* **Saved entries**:
►

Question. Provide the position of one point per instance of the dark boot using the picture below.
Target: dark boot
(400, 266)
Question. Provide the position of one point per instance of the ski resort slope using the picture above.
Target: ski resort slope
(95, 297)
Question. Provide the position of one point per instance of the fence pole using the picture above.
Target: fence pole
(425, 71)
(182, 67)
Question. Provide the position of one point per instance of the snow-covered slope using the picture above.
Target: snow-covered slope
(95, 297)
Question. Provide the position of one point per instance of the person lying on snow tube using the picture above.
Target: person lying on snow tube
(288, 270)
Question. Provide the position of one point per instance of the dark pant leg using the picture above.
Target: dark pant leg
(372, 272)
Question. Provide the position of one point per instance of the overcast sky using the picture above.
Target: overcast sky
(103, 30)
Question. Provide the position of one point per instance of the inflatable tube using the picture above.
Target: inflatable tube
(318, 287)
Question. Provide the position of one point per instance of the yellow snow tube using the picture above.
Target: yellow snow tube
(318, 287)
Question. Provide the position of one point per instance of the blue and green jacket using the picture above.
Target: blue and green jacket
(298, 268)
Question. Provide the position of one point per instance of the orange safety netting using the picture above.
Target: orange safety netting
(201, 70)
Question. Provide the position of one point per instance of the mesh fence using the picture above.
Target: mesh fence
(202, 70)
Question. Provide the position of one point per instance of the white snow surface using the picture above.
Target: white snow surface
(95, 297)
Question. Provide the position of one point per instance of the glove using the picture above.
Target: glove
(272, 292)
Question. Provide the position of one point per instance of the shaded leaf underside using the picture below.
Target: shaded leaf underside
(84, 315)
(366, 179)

◄
►

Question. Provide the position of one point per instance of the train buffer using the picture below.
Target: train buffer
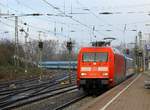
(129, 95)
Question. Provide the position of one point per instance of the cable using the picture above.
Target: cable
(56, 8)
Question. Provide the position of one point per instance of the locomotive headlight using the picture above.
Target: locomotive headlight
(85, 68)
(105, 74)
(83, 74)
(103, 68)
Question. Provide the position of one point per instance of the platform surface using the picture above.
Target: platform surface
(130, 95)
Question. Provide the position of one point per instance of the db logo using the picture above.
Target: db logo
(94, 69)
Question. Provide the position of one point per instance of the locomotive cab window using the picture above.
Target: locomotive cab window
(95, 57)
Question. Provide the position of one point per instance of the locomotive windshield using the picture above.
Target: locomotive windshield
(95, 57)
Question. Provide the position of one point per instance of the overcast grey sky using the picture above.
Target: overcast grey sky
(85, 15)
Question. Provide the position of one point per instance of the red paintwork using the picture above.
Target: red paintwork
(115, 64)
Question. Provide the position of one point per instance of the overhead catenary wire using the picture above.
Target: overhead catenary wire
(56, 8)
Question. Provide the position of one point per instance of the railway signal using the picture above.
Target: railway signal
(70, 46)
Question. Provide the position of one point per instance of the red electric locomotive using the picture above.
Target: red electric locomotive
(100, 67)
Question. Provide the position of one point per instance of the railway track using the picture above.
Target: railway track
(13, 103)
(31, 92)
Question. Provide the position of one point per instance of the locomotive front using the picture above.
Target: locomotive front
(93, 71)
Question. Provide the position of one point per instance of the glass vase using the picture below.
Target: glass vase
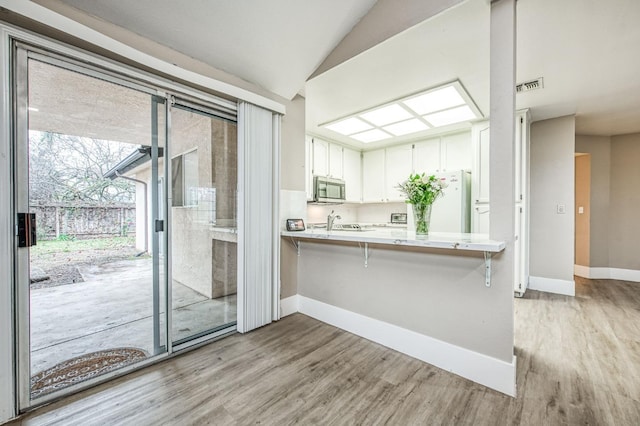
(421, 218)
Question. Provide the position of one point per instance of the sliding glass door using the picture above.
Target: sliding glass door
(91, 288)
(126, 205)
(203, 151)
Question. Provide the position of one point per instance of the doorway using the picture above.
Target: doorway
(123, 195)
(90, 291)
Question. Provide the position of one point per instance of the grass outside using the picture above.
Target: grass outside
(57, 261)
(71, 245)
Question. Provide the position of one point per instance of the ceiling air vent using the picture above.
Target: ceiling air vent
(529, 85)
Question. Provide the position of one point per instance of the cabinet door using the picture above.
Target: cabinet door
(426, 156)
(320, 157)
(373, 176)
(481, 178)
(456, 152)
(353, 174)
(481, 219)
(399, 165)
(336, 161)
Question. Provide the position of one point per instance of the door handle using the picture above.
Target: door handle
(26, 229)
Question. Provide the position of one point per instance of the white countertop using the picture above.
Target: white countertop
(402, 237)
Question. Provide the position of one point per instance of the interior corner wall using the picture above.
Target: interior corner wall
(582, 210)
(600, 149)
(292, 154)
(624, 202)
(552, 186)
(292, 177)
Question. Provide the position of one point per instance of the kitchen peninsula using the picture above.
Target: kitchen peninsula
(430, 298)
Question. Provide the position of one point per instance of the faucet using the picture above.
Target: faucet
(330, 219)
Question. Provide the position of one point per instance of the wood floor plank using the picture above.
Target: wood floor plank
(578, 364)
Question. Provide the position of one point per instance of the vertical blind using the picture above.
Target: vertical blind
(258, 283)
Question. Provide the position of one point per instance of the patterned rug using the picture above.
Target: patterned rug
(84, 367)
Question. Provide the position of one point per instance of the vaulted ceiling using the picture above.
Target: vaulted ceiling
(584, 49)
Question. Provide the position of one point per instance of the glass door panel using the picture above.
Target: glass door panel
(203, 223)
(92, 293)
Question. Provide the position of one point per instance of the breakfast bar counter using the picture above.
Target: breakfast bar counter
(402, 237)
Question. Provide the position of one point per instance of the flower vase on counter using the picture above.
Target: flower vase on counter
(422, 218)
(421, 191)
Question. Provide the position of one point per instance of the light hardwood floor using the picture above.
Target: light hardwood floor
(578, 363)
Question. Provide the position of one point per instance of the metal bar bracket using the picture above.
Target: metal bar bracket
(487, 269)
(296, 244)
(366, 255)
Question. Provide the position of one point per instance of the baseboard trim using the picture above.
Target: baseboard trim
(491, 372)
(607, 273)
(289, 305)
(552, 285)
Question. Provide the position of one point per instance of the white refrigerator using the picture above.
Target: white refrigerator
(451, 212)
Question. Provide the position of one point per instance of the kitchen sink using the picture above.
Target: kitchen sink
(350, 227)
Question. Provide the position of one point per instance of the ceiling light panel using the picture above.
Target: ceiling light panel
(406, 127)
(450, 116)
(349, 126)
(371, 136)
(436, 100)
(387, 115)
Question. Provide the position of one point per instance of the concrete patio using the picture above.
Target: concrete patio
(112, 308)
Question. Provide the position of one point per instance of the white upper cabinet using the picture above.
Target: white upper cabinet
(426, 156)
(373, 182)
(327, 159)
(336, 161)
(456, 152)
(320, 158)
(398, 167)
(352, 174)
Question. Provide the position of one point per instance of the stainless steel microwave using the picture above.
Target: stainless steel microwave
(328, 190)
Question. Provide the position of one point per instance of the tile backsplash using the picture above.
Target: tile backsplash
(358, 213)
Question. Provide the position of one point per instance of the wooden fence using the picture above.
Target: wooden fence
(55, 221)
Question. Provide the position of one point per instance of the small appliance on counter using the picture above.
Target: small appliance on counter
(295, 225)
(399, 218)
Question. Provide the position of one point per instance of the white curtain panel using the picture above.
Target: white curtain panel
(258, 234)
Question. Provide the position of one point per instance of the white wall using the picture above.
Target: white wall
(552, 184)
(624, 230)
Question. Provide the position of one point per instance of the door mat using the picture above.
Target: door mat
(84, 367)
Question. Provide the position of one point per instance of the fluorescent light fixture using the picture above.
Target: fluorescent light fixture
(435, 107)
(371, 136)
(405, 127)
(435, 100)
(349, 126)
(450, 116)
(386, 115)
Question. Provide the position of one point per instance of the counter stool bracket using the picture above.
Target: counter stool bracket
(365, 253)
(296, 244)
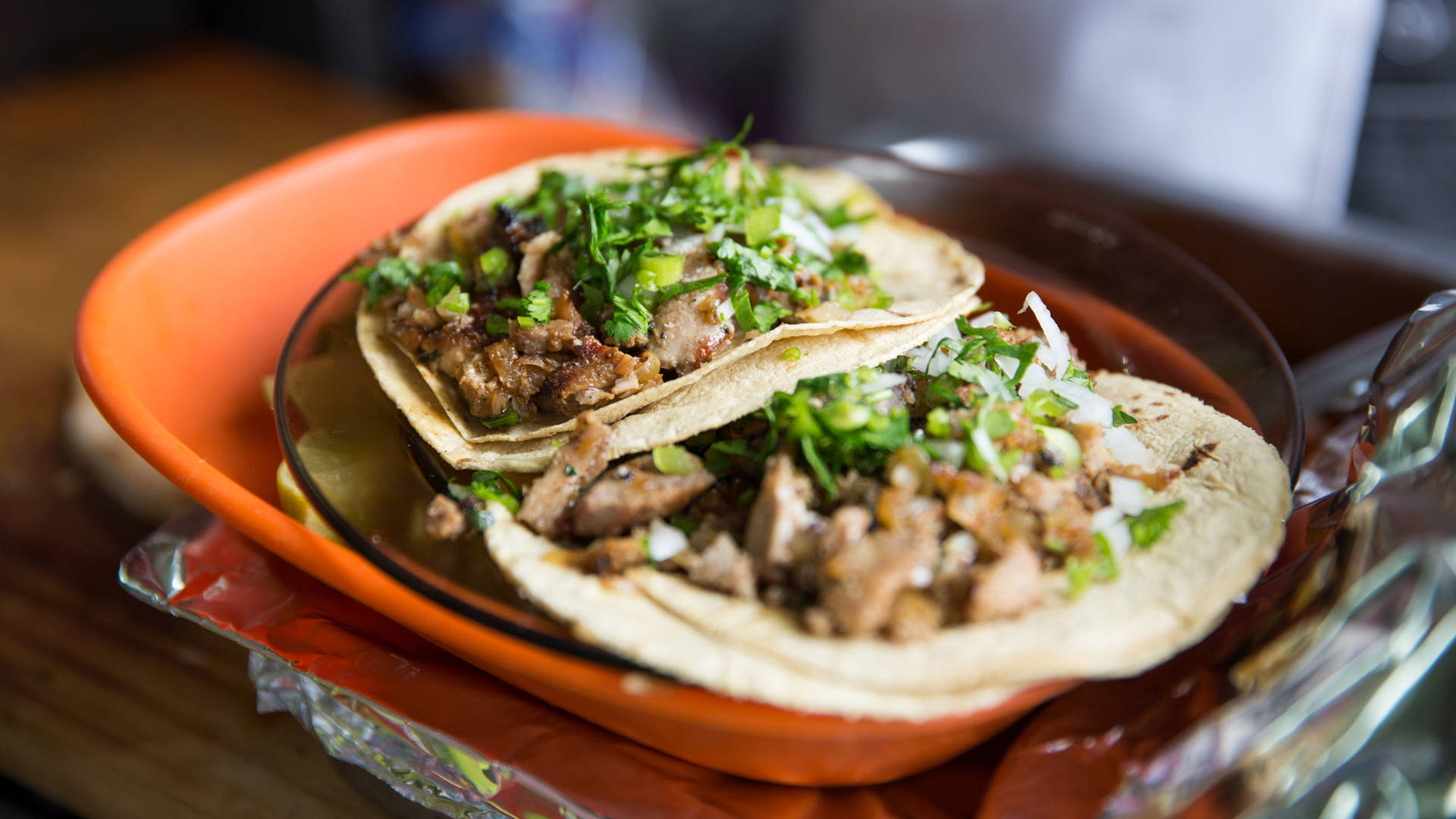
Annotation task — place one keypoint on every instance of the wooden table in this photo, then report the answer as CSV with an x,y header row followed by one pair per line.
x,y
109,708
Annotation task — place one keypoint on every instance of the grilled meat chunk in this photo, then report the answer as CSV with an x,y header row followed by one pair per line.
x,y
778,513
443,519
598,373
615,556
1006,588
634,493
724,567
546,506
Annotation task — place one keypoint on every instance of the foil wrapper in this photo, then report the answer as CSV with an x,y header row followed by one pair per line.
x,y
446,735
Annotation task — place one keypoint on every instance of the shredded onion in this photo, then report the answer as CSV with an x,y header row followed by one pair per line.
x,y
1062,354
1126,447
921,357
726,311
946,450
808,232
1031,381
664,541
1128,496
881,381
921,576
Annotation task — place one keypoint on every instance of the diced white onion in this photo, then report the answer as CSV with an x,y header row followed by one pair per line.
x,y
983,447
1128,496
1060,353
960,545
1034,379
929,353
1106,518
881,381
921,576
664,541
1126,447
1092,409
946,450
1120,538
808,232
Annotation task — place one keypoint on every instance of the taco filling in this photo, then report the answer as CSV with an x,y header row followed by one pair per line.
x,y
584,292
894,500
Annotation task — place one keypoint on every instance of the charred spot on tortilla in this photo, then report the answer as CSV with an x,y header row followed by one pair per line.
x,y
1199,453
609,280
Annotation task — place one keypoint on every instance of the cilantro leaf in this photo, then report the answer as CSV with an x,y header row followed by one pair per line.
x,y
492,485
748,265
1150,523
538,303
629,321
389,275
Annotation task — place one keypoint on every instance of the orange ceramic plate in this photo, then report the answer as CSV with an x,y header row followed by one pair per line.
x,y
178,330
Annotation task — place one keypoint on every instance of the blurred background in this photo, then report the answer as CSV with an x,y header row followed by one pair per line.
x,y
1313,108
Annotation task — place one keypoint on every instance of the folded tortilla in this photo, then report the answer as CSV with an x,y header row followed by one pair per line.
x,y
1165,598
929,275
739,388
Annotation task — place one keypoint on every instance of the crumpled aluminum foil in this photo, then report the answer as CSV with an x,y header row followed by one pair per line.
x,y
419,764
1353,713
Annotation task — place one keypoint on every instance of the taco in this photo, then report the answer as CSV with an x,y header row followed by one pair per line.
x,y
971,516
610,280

◄

* **Exercise requirements**: How many lines of the records contain the word "hardwood", matching case exactly? Give only the number.

* **The answer**: 2